> _OBJECTIVE_
How many lines of the material below contain the string "white"? Case counts; reply with the number only.

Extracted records
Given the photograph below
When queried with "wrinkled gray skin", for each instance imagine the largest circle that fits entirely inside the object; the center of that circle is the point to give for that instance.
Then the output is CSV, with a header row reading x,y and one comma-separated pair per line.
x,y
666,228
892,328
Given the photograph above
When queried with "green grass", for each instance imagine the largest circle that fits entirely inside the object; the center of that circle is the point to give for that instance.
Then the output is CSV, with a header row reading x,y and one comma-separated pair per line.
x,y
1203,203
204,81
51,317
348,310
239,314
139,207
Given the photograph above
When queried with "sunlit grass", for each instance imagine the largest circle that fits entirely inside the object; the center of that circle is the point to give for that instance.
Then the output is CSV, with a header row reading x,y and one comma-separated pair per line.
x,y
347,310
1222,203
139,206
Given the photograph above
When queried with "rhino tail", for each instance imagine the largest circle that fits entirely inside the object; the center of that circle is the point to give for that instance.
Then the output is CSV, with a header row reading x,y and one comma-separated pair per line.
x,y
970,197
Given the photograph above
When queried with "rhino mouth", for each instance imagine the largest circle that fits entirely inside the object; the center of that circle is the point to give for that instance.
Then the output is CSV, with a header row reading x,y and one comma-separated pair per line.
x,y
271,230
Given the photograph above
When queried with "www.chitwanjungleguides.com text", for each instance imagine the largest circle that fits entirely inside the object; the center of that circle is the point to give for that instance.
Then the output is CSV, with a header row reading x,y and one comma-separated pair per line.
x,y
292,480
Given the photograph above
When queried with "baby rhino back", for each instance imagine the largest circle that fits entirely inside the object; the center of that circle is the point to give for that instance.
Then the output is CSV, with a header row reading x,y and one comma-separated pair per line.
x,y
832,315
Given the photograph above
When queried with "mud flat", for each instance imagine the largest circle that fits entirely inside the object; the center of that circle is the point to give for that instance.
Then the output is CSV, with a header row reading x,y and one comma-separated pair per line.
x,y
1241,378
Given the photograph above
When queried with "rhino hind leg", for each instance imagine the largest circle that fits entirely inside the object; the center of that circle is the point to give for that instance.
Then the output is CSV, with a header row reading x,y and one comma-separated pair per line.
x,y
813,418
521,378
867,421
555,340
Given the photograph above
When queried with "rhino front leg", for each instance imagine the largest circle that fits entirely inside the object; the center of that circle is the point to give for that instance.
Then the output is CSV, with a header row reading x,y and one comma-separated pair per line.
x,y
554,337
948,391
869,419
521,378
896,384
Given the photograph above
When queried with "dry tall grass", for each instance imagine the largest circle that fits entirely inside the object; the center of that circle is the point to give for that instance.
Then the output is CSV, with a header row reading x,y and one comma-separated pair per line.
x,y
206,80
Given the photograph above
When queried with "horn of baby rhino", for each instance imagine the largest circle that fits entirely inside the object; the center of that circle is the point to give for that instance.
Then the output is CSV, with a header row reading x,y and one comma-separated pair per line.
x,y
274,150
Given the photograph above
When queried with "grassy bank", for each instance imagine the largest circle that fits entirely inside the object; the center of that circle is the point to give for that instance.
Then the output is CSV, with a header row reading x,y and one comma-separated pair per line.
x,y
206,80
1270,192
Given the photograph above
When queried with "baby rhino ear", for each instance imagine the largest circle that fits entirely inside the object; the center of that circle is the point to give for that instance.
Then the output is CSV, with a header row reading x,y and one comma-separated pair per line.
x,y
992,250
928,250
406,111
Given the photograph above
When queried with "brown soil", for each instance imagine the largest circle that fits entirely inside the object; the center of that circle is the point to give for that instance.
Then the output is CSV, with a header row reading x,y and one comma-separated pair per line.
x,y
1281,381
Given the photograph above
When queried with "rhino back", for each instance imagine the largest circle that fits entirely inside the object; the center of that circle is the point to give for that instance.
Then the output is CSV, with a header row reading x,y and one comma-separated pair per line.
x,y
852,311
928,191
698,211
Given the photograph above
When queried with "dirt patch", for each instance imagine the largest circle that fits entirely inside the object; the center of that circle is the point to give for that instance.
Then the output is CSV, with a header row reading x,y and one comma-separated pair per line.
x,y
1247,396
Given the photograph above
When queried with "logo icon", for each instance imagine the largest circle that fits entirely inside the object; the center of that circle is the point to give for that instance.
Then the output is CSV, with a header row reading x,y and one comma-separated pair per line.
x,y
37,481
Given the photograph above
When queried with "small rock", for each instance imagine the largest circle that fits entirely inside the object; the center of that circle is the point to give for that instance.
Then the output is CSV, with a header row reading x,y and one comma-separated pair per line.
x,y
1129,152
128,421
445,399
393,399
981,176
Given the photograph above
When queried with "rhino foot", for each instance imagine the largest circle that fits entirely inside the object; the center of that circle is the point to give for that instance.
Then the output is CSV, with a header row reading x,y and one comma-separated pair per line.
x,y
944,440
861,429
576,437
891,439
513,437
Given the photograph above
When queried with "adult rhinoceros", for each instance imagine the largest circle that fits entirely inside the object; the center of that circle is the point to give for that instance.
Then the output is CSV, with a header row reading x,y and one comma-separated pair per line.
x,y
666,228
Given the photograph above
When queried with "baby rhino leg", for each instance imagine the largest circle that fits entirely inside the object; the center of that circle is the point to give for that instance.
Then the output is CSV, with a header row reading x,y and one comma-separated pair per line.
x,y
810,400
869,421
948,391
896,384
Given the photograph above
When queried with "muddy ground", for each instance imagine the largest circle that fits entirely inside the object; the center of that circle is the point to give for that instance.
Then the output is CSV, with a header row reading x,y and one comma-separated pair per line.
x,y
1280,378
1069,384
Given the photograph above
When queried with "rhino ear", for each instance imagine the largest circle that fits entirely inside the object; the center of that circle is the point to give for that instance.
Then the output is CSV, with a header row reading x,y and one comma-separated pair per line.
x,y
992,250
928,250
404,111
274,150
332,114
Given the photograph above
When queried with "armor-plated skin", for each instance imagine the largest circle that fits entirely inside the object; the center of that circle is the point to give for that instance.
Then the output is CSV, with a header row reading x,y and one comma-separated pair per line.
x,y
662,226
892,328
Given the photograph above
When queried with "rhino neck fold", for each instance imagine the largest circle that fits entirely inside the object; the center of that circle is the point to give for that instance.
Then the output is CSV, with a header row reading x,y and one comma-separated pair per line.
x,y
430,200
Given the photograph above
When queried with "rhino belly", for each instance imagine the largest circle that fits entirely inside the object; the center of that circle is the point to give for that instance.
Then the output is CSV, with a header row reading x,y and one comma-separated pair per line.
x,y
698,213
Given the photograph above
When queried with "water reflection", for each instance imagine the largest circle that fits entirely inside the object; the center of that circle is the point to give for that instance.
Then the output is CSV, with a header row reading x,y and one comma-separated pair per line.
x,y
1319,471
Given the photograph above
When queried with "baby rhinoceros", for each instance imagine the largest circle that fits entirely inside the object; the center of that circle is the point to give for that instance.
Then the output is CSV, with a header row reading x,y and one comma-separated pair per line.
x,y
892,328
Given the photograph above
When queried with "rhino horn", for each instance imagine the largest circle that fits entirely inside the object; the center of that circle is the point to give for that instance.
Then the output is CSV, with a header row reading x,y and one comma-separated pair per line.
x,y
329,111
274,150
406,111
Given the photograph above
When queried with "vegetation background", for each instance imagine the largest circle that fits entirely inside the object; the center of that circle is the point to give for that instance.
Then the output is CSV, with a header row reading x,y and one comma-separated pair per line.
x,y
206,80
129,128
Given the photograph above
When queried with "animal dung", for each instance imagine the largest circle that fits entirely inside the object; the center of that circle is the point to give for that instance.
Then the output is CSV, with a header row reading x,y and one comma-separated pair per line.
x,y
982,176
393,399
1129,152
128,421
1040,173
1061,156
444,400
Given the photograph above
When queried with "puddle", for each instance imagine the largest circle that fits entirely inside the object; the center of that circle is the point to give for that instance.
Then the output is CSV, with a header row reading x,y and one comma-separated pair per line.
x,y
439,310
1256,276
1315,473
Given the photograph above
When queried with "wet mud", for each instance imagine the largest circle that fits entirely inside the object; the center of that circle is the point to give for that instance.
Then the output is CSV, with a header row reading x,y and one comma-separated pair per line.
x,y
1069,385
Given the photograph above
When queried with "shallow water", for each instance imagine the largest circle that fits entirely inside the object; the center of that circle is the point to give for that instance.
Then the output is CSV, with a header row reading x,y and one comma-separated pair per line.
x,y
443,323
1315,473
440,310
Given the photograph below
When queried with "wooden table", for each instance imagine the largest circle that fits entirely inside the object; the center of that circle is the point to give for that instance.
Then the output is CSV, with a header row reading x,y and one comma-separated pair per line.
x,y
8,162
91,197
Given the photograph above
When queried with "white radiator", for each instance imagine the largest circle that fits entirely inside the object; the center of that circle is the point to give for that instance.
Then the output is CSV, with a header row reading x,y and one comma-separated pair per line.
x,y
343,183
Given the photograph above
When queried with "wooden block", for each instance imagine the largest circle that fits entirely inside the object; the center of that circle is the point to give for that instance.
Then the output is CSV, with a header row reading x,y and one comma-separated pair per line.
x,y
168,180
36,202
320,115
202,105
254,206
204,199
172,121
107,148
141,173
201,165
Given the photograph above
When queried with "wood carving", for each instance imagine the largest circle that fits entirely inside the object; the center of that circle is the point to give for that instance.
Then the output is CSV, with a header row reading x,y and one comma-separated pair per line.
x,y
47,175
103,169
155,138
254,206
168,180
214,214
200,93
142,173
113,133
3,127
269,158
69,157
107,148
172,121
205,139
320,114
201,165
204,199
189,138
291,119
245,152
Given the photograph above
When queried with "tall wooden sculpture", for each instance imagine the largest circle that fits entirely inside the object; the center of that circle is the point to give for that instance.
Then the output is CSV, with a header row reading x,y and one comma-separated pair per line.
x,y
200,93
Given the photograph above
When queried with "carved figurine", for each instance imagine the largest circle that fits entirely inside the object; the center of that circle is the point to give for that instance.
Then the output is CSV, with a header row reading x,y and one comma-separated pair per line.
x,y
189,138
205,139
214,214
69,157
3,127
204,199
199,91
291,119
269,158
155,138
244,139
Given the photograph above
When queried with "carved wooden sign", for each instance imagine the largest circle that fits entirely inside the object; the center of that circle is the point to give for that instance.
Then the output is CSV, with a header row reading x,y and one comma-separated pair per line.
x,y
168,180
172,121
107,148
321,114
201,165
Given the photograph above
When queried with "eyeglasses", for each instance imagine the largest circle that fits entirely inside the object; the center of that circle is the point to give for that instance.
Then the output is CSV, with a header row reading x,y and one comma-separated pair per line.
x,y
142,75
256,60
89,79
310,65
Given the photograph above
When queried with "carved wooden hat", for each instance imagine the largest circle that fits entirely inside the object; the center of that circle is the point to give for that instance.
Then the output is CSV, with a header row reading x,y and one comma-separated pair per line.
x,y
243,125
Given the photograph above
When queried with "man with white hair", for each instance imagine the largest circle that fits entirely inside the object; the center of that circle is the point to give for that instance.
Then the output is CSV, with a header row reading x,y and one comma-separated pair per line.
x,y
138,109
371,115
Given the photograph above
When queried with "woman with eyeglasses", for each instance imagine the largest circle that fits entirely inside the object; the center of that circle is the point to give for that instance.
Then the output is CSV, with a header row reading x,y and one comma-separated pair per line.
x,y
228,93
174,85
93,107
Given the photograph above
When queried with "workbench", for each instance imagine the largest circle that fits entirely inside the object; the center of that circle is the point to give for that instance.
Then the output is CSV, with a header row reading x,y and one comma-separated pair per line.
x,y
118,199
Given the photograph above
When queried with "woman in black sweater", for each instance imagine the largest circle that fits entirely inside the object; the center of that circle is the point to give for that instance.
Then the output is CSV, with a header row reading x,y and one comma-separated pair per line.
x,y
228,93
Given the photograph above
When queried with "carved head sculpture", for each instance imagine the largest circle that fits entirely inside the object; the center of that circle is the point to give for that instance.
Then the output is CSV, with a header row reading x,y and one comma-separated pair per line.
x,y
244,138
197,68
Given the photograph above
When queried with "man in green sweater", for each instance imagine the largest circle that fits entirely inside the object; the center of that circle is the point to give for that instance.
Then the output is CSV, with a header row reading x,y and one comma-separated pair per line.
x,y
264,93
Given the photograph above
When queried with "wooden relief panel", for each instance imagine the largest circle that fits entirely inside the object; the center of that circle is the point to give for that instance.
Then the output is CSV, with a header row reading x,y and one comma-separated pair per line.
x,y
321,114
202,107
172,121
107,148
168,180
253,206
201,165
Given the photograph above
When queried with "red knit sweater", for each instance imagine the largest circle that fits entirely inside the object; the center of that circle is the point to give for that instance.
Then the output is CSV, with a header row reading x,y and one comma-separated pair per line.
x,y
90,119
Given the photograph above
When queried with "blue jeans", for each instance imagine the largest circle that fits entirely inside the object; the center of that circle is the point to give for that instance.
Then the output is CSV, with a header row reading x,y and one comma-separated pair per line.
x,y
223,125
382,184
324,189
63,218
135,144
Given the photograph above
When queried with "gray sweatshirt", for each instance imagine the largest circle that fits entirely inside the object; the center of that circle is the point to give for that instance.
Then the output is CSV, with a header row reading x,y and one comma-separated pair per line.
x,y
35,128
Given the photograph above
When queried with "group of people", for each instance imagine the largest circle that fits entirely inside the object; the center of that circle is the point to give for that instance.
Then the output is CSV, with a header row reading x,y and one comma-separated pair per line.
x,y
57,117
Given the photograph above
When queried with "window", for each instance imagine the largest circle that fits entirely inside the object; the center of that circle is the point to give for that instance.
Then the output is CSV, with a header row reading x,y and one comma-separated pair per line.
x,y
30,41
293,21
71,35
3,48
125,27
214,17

> _ANSWER IN FULL_
2